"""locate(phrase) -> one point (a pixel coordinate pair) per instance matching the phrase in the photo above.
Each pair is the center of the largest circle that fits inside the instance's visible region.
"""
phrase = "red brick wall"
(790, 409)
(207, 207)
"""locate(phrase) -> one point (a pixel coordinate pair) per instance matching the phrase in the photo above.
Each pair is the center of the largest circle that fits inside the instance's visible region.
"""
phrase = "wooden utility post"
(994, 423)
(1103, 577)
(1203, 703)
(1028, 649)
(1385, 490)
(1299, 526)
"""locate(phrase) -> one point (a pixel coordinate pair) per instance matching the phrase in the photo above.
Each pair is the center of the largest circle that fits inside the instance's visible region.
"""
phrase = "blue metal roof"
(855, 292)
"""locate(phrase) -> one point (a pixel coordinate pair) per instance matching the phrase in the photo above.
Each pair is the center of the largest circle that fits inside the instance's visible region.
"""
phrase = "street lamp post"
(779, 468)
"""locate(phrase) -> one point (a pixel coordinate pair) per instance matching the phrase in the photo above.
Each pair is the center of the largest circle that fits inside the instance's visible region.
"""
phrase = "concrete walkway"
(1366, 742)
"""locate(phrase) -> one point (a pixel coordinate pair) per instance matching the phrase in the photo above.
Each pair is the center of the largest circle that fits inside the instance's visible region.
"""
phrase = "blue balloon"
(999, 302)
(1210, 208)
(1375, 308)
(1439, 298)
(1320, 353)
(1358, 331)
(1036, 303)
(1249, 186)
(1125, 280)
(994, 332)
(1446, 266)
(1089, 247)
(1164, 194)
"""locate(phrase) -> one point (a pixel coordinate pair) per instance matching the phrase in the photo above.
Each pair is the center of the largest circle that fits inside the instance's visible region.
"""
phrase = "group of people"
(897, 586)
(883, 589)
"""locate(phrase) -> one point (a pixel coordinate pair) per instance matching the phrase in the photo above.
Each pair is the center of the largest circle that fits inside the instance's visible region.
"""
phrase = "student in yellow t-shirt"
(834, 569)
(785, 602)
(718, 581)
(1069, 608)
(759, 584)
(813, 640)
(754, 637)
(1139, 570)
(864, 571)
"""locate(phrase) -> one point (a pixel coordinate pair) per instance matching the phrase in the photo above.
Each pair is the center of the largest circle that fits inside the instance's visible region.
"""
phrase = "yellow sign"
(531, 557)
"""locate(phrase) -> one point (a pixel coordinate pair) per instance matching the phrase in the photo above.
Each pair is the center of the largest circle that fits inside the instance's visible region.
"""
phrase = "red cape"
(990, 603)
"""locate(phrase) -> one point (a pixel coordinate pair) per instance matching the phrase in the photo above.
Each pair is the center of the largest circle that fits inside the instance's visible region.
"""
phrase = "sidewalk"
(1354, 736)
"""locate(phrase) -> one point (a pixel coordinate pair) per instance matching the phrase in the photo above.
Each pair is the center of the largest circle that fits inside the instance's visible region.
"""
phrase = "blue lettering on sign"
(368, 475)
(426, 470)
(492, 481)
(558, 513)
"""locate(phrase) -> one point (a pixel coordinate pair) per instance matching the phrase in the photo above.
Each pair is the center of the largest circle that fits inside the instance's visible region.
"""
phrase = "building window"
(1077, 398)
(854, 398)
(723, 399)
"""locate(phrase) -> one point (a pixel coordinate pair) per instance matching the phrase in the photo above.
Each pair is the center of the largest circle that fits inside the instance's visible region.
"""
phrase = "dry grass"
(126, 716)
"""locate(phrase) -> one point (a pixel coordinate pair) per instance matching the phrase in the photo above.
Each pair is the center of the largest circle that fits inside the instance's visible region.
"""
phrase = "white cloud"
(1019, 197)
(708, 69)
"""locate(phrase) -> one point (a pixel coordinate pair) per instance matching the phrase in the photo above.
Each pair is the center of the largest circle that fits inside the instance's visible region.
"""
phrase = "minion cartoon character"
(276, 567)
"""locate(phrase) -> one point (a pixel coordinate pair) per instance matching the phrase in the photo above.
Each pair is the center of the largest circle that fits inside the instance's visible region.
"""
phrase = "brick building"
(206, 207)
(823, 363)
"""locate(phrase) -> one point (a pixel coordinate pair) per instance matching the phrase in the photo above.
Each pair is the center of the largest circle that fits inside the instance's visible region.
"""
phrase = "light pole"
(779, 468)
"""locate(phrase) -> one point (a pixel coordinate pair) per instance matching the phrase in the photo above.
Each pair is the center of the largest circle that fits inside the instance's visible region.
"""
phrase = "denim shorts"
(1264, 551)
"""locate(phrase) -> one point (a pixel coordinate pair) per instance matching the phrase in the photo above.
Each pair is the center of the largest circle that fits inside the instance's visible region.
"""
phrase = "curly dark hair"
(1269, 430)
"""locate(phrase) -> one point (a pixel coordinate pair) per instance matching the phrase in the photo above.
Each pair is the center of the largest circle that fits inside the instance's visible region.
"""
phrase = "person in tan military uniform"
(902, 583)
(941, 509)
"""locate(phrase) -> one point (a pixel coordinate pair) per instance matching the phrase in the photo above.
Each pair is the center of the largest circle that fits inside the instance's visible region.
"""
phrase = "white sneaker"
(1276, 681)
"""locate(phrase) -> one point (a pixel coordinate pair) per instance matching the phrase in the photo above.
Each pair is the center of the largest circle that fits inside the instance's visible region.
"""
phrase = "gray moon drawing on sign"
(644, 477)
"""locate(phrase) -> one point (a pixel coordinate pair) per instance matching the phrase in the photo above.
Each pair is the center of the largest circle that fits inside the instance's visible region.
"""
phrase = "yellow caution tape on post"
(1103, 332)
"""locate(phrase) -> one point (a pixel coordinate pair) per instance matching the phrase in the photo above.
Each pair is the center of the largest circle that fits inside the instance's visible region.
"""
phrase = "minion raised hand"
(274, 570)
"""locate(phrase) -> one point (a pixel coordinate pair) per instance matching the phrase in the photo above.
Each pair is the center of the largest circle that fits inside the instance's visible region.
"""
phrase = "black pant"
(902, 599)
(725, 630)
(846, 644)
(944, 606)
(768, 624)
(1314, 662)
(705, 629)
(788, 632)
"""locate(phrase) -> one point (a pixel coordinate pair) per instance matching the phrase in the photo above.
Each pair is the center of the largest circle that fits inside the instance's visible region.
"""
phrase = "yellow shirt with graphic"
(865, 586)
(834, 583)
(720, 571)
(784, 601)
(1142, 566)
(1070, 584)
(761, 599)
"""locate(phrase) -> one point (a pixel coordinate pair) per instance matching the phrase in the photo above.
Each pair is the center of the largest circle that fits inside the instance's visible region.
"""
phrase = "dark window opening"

____________________

> AIM OF THE EXERCISE
A verbatim copy of every entry is needed.

> WRITTEN ANSWER
"""locate(phrase) -> one point (a pixel coordinate pair) per instance matching the phrase in the photo above.
Each pair is the center of the largest circle that fits inside the instance's visible region.
"""
phrase = "red brick wall"
(790, 409)
(207, 207)
"""locate(phrase) -> one point (a pixel coordinate pair) per instance matching the phrase in the photo above.
Each pair is the center of the largest circle that fits inside the instance's visible region.
"""
phrase = "wooden utility post"
(994, 423)
(1103, 577)
(1203, 703)
(1028, 649)
(1385, 490)
(1299, 526)
"""locate(phrase) -> one point (a pixel coordinate pair) per instance matching the phrase in the photo above.
Each pair is the center of the largest circle that fits inside the instance's visible region.
"""
phrase = "blue metal roof"
(855, 292)
"""locate(phrase) -> one point (a pixel coordinate pair) per instance matching the phrase in the photo above.
Each pair is the center of the largest circle that fits inside the instance's visible region.
"""
phrase = "street lamp post"
(779, 468)
"""locate(phrase) -> one point (a pixel coordinate pair) per instance matching the phrase in the photo above.
Each pair is the center of the largest circle that fits inside the instance's visible region.
"""
phrase = "concrete walkway"
(1366, 742)
"""locate(phrase) -> one point (a pixel coordinate pair) per instance matching the phrase in the photo above.
Each pair is the center of the largest circle that fits inside the instance's visible region.
"""
phrase = "blue balloon"
(999, 302)
(1210, 208)
(1375, 308)
(1439, 298)
(1320, 353)
(1358, 331)
(1036, 303)
(1249, 186)
(1125, 280)
(994, 332)
(1446, 266)
(1089, 247)
(1164, 194)
"""locate(phrase) -> one point (a pixel coordinate pair) per instance matching the phrase in the photo above.
Each pair is the center of the largest circle that fits inside the instance's visible region.
"""
phrase = "group of people"
(897, 586)
(883, 589)
"""locate(phrase) -> one point (a pixel coordinate pair) per instance matching the phrase in the photo above.
Each pair is the center of the largest circle that fits inside the instance's visible region.
"""
phrase = "student in yellow t-shirt"
(834, 569)
(785, 602)
(718, 581)
(1069, 608)
(759, 584)
(813, 640)
(754, 637)
(1139, 570)
(864, 571)
"""locate(phrase) -> one point (a pixel coordinate pair) per instance matching the phrase in the photo above.
Each pair is the center of the largest circle that fits inside the instance's visible region.
"""
phrase = "yellow sign"
(531, 557)
"""locate(phrase) -> one point (a pixel coordinate pair) per instance matching the phrase in the photo above.
Each pair is the center of the largest circle that fits inside the instance's visible region.
"""
phrase = "red cape"
(990, 603)
"""locate(phrase) -> one point (a pixel coordinate pair) per instance matching the phrase in the photo above.
Each pair is the center of the largest circle that fits inside the instance's visible region.
"""
phrase = "sidewalk"
(1354, 736)
"""locate(phrase) -> one point (a pixel coordinate pair) per instance matching the phrase in the photo above.
Each pair is the center of the largest circle that fits inside the instance's visible region.
"""
phrase = "blue lettering on sign"
(368, 475)
(426, 470)
(492, 481)
(558, 513)
"""locate(phrase) -> one point (a pixel coordinate pair) per instance matching the phrase in the photo above.
Each pair is the center of the largest circle that fits inside the instance's visible region.
"""
phrase = "building window"
(1077, 398)
(854, 398)
(723, 399)
"""locate(phrase) -> one point (a pixel coordinate pair) per instance matching the phrase in the photo above.
Each pair is the center of the largest circle that fits inside the instance's visible region.
"""
phrase = "dry grass"
(126, 716)
"""locate(phrase) -> one point (a pixel coordinate pair) per instance matching the phrase in the photo above.
Each pair is the center of the largest circle that fits inside the instance's visible region.
"""
phrase = "white cloud"
(1019, 197)
(708, 69)
"""locate(phrase) -> one point (a pixel coordinate pair) per instance matching the phrase in the photo above.
Each pair is the center of the largest circle that fits inside the instance's visible region.
"""
phrase = "minion cartoon character"
(276, 567)
"""locate(phrase) -> one point (a pixel coordinate pair) per instance matching the phrase in the photo above.
Each pair is the center of the largest circle that fits inside the instance's visible region.
"""
phrase = "brick building"
(206, 207)
(823, 363)
"""locate(phrase) -> one point (a pixel coordinate pair) per instance matching the phrase in the photo above.
Each pair is the center of the largest circle that fits inside the instance's visible region.
"""
phrase = "light pole"
(779, 468)
"""locate(phrase) -> one point (a pixel coordinate pair) per instance matching the phrase in the photo above.
Each pair is the center of the largest circle that fits inside the instance's visible region.
"""
phrase = "denim shorts"
(1264, 551)
"""locate(phrase) -> one point (a pixel coordinate pair) per instance matching the phrase in the photo above.
Each pair is the center of the largest circle that fits inside the instance's visible region.
"""
phrase = "curly dark hair"
(1269, 430)
"""locate(phrase) -> one point (a pixel coordinate pair) per instance matching the phrase in the photo above.
Each pair is the center of the largest circle that fits inside the instance's visible region.
"""
phrase = "person in tan military uniform"
(902, 583)
(941, 509)
"""locate(phrase) -> one point (a pixel coordinate pair) per instance matching the phrase in the photo above.
Each pair is the center of the largest circle that fits inside the instance's visible region.
"""
phrase = "white sneaker"
(1276, 681)
"""locate(phrase) -> one point (a pixel coordinate pair) per instance matching the phrase in the photo above.
Each pair is the center of the largest circle that fits inside the instance's visible region.
"""
phrase = "gray moon drawing on sign"
(644, 477)
"""locate(phrase) -> one point (a pixel coordinate pair) per instance matching the phrase in the photo above.
Each pair is the center of the largest circle that fits inside the instance's visible region.
"""
phrase = "yellow caution tape on post"
(1103, 332)
"""locate(phrase) -> one point (a pixel coordinate pair) per instance matching the phrase in the photo above.
Each pair is the center of the largest circle that fits inside the instance's visible region.
"""
phrase = "minion raised hand"
(274, 570)
"""locate(phrase) -> one point (a pixel coordinate pair) per instance matching the phrase in the photo above.
Each pair is the center of the largest circle that fits inside the instance's visible region.
"""
phrase = "black pant"
(902, 599)
(725, 630)
(846, 644)
(944, 606)
(768, 624)
(1314, 662)
(705, 629)
(788, 632)
"""locate(phrase) -> one point (a pixel coordinate pair) per instance matching the phrase in the photo above.
Each pair is the center of the largest circle that fits inside the instance's visible region.
"""
phrase = "yellow shirt with graphic"
(865, 586)
(834, 583)
(720, 571)
(784, 601)
(1142, 566)
(1070, 584)
(761, 599)
"""locate(phrase) -> one point (a pixel coordinate pair) per instance matching the phrase in the photo above.
Each pair is the center of the largest circle that fits inside the instance's visible region.
"""
phrase = "dark window opening"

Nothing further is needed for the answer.